*** Opening of Excerpted records ***
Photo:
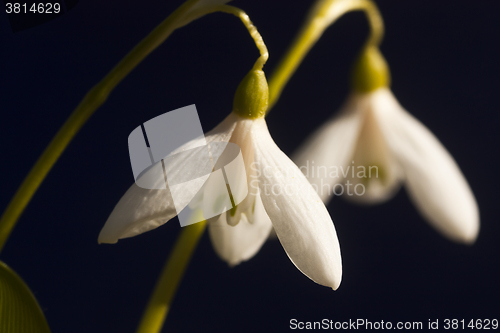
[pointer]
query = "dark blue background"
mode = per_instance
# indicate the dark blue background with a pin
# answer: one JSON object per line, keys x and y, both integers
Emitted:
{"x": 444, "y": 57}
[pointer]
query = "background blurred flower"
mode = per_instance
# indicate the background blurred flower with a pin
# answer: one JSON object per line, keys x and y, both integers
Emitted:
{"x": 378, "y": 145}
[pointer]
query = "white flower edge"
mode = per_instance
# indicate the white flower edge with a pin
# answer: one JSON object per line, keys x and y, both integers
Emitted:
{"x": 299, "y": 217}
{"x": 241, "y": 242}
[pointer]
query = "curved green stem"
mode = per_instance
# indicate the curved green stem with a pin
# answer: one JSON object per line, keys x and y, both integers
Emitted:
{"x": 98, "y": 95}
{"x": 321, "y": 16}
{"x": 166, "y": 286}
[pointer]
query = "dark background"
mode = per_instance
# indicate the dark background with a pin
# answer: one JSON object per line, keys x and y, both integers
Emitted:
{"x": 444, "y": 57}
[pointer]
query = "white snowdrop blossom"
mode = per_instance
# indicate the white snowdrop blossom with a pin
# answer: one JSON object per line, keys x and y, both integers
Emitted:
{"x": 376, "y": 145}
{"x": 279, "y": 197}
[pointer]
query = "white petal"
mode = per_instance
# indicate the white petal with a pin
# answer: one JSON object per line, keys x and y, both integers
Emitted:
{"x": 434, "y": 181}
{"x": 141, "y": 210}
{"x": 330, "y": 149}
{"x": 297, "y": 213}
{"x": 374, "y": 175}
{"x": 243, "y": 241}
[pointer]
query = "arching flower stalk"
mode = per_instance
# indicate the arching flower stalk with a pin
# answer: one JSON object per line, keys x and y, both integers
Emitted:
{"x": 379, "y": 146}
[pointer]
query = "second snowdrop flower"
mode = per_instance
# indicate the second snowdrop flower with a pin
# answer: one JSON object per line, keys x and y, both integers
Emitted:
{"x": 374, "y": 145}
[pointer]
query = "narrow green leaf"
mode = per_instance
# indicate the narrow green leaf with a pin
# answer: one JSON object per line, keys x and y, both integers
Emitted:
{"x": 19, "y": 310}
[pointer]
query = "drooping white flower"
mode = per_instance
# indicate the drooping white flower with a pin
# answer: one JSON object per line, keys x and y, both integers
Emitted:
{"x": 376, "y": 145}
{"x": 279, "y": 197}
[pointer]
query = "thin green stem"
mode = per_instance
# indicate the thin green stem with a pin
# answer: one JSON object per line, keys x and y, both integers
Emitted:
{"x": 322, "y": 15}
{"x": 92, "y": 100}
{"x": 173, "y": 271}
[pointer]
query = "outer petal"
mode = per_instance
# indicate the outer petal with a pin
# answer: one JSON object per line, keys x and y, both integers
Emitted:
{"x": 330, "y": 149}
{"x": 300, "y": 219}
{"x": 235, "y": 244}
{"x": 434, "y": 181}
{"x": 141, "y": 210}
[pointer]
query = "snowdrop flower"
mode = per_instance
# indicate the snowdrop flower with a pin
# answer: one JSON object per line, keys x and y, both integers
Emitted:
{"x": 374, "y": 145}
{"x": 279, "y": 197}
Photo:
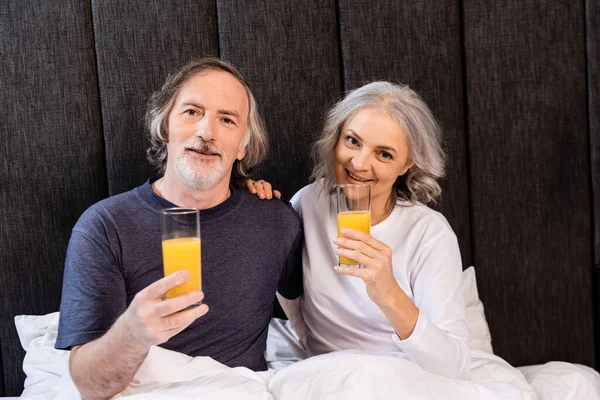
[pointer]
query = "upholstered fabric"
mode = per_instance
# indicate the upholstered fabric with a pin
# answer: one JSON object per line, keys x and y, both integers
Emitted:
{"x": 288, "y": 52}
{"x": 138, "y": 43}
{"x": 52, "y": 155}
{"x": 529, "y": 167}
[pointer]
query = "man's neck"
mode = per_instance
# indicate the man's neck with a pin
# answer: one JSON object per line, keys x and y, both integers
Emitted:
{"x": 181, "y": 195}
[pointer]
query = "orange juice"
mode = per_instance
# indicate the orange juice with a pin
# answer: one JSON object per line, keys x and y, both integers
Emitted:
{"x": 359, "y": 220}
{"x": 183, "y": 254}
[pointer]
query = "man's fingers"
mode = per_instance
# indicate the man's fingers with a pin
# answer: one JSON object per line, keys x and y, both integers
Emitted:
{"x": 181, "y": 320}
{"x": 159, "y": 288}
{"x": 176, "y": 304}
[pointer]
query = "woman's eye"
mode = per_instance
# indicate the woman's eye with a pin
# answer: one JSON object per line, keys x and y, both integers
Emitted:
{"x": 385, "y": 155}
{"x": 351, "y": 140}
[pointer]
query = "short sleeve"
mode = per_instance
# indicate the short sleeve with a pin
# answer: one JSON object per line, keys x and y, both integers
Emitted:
*** Close of Excerpted records ***
__Exercise prompt__
Once you have found every line in the listing that holds the string "stalk", copy each of them.

__Response to the exercise__
query = "arching flower stalk"
# indicate the arching flower stalk with a pin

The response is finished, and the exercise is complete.